- _EXCERPTED DATA_
######
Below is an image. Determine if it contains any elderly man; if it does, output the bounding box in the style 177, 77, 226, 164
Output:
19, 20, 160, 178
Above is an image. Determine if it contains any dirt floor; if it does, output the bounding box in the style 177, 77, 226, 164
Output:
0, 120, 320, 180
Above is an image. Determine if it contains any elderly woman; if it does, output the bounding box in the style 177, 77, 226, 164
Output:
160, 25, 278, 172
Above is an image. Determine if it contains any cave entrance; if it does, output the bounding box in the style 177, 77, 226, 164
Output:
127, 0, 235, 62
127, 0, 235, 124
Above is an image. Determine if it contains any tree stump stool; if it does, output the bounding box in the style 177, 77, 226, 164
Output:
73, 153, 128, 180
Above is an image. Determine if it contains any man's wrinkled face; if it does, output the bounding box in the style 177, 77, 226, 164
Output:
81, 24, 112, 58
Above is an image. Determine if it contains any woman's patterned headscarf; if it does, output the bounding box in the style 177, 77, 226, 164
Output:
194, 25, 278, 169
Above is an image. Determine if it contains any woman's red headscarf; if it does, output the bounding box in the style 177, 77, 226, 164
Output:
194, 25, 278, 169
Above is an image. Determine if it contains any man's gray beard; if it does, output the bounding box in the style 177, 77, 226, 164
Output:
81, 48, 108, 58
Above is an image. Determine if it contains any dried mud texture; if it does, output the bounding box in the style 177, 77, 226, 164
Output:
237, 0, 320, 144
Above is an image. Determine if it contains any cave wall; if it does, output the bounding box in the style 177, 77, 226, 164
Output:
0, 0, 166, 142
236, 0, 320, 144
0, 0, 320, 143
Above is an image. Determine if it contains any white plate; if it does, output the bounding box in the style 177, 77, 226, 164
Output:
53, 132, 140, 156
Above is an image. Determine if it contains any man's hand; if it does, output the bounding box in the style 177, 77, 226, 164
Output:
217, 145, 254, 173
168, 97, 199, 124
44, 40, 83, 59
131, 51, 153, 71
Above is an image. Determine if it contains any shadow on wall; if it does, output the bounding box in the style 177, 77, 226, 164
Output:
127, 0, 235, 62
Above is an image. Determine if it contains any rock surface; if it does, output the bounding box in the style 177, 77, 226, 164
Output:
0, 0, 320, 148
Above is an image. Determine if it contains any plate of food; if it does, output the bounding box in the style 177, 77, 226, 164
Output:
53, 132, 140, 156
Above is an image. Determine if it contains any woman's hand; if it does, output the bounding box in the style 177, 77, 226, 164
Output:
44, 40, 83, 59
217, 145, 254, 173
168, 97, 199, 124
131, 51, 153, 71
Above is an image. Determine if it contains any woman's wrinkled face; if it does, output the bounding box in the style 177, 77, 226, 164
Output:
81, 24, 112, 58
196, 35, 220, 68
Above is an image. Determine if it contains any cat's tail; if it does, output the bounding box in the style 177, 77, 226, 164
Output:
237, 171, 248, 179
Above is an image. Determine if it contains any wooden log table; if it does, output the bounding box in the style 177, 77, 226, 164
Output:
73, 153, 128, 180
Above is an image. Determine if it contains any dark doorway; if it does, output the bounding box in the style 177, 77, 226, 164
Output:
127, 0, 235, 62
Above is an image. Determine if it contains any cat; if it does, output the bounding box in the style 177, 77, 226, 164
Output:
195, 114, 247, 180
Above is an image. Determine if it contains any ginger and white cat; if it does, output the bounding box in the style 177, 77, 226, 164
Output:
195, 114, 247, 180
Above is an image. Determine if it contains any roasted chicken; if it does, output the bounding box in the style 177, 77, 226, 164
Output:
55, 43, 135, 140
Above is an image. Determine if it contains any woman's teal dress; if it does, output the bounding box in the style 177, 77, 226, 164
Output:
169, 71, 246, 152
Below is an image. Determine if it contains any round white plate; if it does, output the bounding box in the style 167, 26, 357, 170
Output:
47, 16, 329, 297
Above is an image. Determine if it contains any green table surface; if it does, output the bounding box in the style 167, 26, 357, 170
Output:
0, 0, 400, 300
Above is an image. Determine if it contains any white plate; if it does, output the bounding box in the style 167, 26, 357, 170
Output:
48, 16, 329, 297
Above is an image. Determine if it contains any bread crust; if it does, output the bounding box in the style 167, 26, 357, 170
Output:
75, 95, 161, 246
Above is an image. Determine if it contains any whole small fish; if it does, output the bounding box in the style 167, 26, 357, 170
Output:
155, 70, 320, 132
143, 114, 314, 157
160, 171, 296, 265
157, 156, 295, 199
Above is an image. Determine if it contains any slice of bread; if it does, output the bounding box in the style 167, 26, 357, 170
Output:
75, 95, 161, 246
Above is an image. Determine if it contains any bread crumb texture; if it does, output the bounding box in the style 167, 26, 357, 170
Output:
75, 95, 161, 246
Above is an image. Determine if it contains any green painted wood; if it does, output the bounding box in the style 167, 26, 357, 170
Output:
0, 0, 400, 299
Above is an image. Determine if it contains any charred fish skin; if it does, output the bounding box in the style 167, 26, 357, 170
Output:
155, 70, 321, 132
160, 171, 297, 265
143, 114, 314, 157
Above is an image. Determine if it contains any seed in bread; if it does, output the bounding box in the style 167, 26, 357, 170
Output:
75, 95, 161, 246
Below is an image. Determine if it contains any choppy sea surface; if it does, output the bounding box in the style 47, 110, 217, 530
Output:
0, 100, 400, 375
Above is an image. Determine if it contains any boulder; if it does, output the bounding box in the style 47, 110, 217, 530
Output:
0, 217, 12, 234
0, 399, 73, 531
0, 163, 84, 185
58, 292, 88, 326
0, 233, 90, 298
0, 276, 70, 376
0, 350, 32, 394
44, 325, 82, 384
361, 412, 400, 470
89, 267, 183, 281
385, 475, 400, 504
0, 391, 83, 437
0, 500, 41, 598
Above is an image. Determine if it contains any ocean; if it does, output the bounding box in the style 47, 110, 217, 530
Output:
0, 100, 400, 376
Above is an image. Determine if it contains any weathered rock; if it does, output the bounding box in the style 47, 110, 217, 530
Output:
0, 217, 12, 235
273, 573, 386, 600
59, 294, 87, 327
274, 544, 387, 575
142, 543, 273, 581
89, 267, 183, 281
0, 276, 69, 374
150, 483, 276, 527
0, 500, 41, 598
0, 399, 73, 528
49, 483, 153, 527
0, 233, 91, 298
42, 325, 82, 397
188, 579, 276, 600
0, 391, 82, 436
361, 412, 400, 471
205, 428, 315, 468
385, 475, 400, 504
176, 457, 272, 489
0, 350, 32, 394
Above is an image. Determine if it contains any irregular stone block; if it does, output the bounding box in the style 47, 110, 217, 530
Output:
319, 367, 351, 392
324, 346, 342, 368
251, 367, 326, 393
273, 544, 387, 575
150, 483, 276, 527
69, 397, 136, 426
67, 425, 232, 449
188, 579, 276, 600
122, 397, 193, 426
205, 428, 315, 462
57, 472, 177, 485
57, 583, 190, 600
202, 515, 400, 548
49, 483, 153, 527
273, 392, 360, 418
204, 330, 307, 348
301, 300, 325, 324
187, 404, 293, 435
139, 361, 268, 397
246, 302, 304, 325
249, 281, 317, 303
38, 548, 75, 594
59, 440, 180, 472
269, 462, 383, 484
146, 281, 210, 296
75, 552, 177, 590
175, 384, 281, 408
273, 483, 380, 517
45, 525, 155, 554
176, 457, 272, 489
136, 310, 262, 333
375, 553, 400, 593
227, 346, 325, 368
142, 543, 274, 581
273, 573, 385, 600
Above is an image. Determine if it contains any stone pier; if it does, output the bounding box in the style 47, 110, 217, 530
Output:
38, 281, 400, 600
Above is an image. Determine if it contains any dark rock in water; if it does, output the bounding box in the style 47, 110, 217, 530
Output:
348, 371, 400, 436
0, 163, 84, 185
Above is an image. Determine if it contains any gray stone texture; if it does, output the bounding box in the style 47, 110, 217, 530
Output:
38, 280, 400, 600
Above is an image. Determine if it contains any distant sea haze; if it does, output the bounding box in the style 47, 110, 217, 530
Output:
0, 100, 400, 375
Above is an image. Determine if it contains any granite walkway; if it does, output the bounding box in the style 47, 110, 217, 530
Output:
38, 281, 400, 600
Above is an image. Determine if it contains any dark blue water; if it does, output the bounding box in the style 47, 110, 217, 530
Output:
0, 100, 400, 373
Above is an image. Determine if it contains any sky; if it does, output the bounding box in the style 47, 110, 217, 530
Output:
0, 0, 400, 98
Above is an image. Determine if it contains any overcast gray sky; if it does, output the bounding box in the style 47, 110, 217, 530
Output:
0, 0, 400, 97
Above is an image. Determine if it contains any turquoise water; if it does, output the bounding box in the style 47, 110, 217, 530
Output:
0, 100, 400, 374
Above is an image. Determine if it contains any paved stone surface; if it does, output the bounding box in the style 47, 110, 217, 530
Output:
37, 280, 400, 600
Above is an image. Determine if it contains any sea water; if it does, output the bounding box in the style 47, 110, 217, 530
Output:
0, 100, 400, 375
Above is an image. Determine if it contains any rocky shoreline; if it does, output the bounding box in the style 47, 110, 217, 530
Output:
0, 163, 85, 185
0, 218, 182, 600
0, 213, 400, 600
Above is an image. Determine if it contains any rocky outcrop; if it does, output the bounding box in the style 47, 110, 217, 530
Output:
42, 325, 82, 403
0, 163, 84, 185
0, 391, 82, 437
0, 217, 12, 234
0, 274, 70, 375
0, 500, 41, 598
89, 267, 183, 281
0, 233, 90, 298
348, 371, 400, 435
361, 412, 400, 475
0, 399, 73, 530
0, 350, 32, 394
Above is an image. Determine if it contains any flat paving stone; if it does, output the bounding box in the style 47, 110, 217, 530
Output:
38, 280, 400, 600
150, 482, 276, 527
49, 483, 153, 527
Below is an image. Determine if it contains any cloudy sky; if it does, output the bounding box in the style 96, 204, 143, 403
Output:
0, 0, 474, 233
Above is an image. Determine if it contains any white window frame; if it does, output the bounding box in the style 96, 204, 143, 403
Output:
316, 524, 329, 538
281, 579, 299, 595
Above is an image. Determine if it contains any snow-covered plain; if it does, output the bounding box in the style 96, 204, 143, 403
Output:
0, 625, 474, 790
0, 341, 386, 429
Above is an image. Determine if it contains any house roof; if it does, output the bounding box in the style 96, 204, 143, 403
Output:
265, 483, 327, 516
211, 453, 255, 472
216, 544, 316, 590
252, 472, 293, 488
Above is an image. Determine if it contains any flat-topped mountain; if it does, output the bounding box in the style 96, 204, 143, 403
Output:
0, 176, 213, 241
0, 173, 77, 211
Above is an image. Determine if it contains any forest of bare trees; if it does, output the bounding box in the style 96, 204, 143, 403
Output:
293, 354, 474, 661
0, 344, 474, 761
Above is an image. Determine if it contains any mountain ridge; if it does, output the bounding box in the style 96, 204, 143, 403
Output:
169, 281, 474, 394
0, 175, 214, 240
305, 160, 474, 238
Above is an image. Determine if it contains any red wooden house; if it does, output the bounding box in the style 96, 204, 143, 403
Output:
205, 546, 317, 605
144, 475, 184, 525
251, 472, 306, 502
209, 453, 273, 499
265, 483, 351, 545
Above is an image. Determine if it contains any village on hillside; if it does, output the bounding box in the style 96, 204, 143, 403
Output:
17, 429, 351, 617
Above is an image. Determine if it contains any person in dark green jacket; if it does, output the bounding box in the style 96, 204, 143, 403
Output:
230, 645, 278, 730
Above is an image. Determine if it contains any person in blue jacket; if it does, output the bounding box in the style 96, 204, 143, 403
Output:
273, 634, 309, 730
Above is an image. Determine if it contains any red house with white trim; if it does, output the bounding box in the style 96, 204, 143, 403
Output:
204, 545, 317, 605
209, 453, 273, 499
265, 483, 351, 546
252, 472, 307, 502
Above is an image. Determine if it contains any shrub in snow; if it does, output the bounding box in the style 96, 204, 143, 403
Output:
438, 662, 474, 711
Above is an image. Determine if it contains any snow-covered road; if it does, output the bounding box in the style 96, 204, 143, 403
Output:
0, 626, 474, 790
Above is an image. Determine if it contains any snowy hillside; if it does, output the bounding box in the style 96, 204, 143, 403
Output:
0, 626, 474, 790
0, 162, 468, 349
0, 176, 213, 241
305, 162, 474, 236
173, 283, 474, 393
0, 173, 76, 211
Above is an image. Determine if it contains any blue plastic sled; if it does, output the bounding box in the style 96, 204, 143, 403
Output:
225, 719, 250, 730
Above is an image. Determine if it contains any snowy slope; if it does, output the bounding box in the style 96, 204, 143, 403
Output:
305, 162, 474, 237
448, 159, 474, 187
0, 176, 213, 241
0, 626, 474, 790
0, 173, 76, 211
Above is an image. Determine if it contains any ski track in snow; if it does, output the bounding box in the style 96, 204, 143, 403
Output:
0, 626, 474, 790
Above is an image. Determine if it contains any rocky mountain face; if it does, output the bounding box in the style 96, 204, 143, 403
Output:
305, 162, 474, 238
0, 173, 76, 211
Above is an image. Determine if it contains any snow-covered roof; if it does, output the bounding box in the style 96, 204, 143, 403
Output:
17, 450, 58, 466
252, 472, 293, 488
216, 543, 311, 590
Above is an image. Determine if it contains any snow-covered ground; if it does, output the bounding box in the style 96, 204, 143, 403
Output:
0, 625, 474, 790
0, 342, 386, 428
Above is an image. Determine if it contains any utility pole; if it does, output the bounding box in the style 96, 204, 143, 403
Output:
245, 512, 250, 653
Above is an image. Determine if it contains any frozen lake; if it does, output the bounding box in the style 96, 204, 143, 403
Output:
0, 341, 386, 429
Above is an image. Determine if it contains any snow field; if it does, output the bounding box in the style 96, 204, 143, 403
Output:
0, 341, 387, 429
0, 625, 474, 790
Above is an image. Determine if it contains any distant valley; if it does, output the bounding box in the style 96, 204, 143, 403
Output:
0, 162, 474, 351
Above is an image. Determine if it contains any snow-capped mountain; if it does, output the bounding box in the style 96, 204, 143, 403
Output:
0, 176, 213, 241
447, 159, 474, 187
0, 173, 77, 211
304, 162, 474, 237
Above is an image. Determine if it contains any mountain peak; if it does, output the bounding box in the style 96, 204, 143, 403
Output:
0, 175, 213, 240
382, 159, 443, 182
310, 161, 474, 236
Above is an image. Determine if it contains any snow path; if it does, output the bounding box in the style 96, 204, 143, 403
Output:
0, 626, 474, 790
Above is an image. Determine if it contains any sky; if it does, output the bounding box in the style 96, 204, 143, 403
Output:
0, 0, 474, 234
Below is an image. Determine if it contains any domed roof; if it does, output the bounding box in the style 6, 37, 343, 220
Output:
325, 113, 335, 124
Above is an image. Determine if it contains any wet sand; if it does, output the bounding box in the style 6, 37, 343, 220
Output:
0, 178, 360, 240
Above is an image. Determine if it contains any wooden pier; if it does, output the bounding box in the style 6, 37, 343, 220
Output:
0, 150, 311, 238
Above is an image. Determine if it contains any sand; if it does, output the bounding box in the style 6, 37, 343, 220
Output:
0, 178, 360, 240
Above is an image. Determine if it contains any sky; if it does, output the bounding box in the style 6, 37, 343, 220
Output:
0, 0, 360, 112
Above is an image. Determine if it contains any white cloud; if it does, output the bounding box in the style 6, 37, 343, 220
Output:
######
- _REQUIREMENTS_
Give back the stretch of the material from the line containing "any snow-covered roof;" through the line containing "245, 512, 250, 653", swapping "utility pole" for "telephone pole" and leaving everything else unchanged.

- _EXERCISE RESULT_
Above is an image. Determine if it contains any snow-covered roof; if it does, output the bounding box in the style 96, 204, 143, 403
Output:
17, 450, 58, 466
252, 472, 293, 488
216, 543, 311, 590
Above is an image. Determine if it contains any snow-covered ground; if it does, output the bounding box in the style 96, 204, 143, 403
Output:
0, 625, 474, 790
0, 342, 386, 428
Above is an image. Determine if it contains any telephone pole; if it does, output the bounding box in the style 96, 204, 143, 403
Output:
245, 512, 250, 653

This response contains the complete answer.